▸ **SELECTED EXCERPT**:
************

Roan’s team carried out this analysis on millions of cells collected from eight individuals under antiretroviral therapy. The cells came from the donors’ blood and gut, the latter which is thought to be a primary site of viral persistence in individuals on this treatment. The scientists also obtained cells from the lymph nodes of one donor.
“Reservoir cells reside in the blood but also in various tissues in the body,” says Jason Neidleman, a senior research associate in Roan’s lab and co-first author of the study. “We wanted to know how reservoir cells in the blood compare to those from other sites.”
The team first built an atlas of the CD4+ T cells (the type of T cells HIV can infect) in each infected donor, based on the assortment of the 40 proteins these cells contained. Then, they mapped each reactivated cell from each individual against the corresponding atlas to find the most similar atlas cell. This most similar cell is thought to represent the original state of the latently infected cell, before it reawakened from latency.
“Somewhat to our surprise, we found that the blood reservoir is not randomly distributed among memory T cells,” says Xiaoyu Luo, Ph.D., a scientist at Gladstone and co-first author of the study. “Instead, reservoir cells in the blood samples map to a few distinct areas on the atlas. What’s more, reservoir cells from different donors mapped near one another, indicate that they share common features.”
When comparing the blood, lymph nodes, and gut samples, the team also revealed important differences between blood and tissue cells, but also some shared markers, in particular between gut and lymph node cells.
“The existence of shared features across people and tissue types give us hope that we can one day design therapies that target large fractions of the reservoir at once and will work for many infected individuals,” says Roan.
Toward a Deeper Understanding of the Reservoir
For now, the team is keen to use their findings to learn more about the reservoir.
“One of the problems that has galled the field is that most reservoir cells harbor defective versions of the HIV genome,” says Roan. “These cells do not constitute the most clinically relevant reservoir of HIV, because even after they are reactivated, they do not produce infectious virus.”
This situation makes it difficult to home in on the reservoir cells that truly matter—those with a viral genome competent for replication and infection—which can represent as little as 1 percent of the reservoir population.
However, Roan and her team found that when they used the shared markers they identified to extract cells from donor samples, they could obtain populations of cells where more than 50 percent of the reservoir cells contained intact viral genomes.
“These results suggest that intact and defective virus are kept in different subsets of cells,” says Roan. “And now that we can more readily identify the reservoir cells capable of producing infectious virus, we can begin to elucidate how these cells persist in an infected individual over time.”
Another problem of infectious reservoir cells is that they are very rare to begin with—perhaps as few as one in a million CD4 T cells—which makes it all the more difficult to obtain enough replication-competent reservoir cells to carry out experiments. The markers Roan’s team identified alleviate this problem by allowing researchers to increase the proportion of infectious reservoir cells in a donor’s sample by 100-fold or more.

************

▸ **EXERCISE INSTRUCTIONS**:
a) According to the HIV reservoir passage, how many individuals under antiretroviral therapy provided the cells for the analysis?
b) In the HIV reservoir passage, could you write out the section from "The team first" up to and including "reawakened from latency." again, replacing "reactivated" with "revived"?
The rows play no part in this.

************

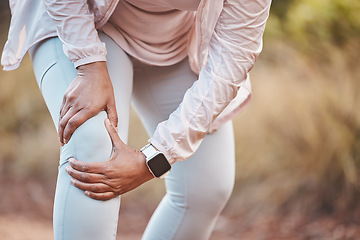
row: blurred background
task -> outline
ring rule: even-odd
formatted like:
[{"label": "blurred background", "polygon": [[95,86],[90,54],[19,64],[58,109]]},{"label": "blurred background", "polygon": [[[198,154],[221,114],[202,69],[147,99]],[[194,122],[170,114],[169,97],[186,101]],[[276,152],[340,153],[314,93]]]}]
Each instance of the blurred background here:
[{"label": "blurred background", "polygon": [[[0,18],[3,48],[5,0]],[[234,120],[234,193],[211,239],[360,239],[359,61],[359,0],[273,1],[254,98]],[[147,138],[132,113],[129,145]],[[52,238],[58,154],[26,56],[0,71],[2,239]],[[123,196],[119,239],[140,239],[163,194],[151,181]]]}]

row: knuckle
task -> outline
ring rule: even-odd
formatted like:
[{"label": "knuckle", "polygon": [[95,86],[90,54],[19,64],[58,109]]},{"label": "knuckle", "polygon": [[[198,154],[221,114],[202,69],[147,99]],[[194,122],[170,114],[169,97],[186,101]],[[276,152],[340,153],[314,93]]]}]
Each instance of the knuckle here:
[{"label": "knuckle", "polygon": [[83,182],[86,182],[86,181],[89,180],[89,177],[88,177],[87,174],[85,174],[85,173],[82,173],[80,178],[81,178],[81,180],[82,180]]},{"label": "knuckle", "polygon": [[70,119],[67,123],[67,125],[69,126],[69,128],[74,128],[77,124],[77,121],[75,119]]},{"label": "knuckle", "polygon": [[90,191],[92,192],[99,192],[100,188],[97,185],[91,185]]}]

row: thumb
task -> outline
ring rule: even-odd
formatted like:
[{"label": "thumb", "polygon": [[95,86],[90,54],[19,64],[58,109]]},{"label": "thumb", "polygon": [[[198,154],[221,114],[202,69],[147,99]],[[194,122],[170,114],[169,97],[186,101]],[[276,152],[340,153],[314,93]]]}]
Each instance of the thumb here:
[{"label": "thumb", "polygon": [[124,145],[125,143],[120,139],[116,129],[114,128],[114,126],[111,124],[110,120],[107,118],[105,119],[105,127],[106,130],[108,131],[110,138],[111,138],[111,142],[113,144],[114,147],[119,148],[122,145]]},{"label": "thumb", "polygon": [[115,101],[110,101],[110,103],[106,107],[106,111],[111,124],[114,127],[117,127],[117,123],[119,119],[116,112]]}]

************

▸ **WRITTEN ANSWERS**:
a) Eight.

b)
The team first built an atlas of the CD4+ T cells (the type of T cells HIV can infect) in each infected donor, based on the assortment of the 40 proteins these cells contained. Then, they mapped each revived cell from each individual against the corresponding atlas to find the most similar atlas cell. This most similar cell is thought to represent the original state of the latently infected cell, before it reawakened from latency.